== Exercise details ==
Output only how many lines below contain "story".

━━━━━━━━━━━━━━━━━━━━━━━━━━━━━━

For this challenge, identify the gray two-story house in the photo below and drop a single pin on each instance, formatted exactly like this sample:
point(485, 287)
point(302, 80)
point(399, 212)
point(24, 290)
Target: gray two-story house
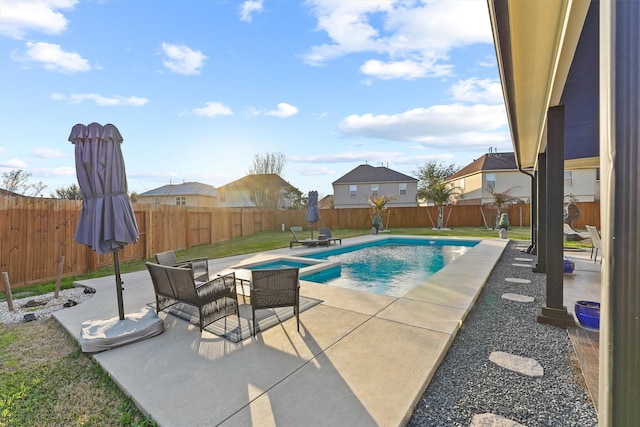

━━━━━━━━━━━━━━━━━━━━━━━━━━━━━━

== Answer for the task ==
2